__Problem description__
The listing below must be repeated word for word, without its pictures.

__Listed records__
::::

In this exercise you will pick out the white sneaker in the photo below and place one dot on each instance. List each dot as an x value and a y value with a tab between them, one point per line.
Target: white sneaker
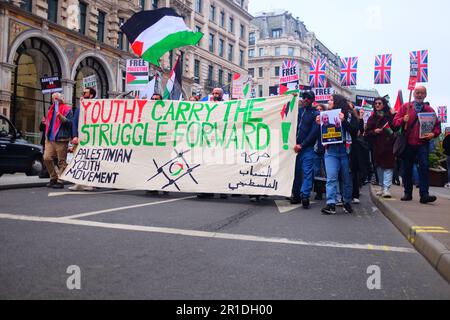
387	194
76	187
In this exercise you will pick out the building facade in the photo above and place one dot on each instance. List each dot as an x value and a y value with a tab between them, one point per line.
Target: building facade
74	39
278	36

::::

__Output below__
In this exercise you will pick out the white sneaker in the photo below and place one dot on each instance. List each dot as an x value and a y value with a tab between them, one point per line.
Target: white sneaker
387	194
76	187
In this exercise you will pick out the building facade in the photo above and place one dot on each instance. List each dot as an x value and a y value with a tab between them, one point per line.
Target: building facade
74	39
278	36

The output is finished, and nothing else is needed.